## A run of records
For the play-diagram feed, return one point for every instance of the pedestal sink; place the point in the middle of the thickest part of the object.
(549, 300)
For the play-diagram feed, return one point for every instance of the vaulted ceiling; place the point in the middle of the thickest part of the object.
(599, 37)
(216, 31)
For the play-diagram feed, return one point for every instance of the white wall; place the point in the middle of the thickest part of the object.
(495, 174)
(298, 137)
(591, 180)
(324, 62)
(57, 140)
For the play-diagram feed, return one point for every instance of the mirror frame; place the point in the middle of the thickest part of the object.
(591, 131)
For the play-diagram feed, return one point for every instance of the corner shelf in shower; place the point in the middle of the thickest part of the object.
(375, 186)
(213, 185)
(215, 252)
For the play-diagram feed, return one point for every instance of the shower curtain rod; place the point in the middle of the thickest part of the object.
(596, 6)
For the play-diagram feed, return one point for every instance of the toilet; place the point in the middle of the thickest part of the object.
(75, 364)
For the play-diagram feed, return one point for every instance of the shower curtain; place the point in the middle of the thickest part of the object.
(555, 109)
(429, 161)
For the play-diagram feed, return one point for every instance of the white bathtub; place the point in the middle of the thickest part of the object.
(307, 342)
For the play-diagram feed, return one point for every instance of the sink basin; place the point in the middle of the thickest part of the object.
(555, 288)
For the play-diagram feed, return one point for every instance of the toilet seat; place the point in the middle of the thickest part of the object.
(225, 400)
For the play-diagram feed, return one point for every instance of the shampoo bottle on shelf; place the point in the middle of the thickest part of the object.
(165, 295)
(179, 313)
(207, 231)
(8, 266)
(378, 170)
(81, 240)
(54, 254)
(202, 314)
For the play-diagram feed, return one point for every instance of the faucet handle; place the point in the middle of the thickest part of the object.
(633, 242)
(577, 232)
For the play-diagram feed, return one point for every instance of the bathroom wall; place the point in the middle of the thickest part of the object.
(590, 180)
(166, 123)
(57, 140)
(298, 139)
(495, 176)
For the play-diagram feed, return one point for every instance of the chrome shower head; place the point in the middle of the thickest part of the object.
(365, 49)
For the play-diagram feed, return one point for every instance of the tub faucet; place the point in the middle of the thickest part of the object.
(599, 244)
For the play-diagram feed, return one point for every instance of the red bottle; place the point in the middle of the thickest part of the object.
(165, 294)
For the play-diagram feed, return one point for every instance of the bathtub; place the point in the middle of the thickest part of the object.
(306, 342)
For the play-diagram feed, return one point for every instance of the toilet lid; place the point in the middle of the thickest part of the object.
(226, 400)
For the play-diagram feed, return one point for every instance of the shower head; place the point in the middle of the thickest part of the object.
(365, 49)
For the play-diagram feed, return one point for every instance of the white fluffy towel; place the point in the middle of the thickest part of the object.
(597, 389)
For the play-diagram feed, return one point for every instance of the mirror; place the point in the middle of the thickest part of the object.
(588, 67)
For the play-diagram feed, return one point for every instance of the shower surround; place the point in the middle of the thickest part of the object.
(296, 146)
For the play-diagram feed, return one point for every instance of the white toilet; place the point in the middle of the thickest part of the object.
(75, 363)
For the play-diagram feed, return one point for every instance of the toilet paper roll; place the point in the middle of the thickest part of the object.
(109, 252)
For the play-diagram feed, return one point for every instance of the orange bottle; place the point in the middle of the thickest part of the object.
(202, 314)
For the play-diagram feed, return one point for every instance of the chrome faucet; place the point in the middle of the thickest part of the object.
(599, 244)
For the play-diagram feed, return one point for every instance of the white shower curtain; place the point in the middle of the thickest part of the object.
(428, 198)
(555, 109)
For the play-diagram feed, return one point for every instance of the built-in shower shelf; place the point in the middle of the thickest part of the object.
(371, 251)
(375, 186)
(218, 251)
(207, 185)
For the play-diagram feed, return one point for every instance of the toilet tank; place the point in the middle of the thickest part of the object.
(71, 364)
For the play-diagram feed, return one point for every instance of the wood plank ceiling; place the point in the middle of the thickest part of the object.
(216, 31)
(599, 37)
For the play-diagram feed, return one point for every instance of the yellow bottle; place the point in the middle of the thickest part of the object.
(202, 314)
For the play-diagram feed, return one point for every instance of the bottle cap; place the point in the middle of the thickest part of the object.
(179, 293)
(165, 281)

## TASK TO CARRY OUT
Copy the records from the line containing "the toilet paper" through the end, replacing "thickest" with "widest" and keeping everything else the same.

## OUTPUT
For the play-diagram feed, return one point for every instance of the toilet paper roll; place the point in the middle of the widest part of the object.
(109, 252)
For the play-diagram feed, return one point for every instance of the orange bottle; place the point in the middle of the widest part of the object.
(202, 314)
For the play-diagram feed, return one point for every instance of the chrome faucet; place the point in the middle of the widest part of the object.
(599, 244)
For the play-diagram feed, return one point for every instance of the white shower curtain; place the point in the middle of the widest part of the object.
(428, 198)
(555, 109)
For the play-diagram feed, return one point for every instance of the built-in shower shelf; place the point in the middle of the widest part of the object.
(371, 251)
(375, 186)
(218, 251)
(207, 185)
For the play-diagram feed, return one point for every instance of the toilet tank; place the point in the middle of the widest part of the object.
(71, 364)
For the play-diagram feed, return one point for every instance of the wood plank ceiling; place the point in the middle of the widest part of the object.
(216, 31)
(599, 37)
For the play-diagram feed, return one point for every instance of the yellow bottle; place the point in the middle of the widest part of the object.
(202, 314)
For the play-diagram feed, return one point for every instance of the bottle cap; place the point in the middle of the widest part of the object.
(179, 293)
(165, 281)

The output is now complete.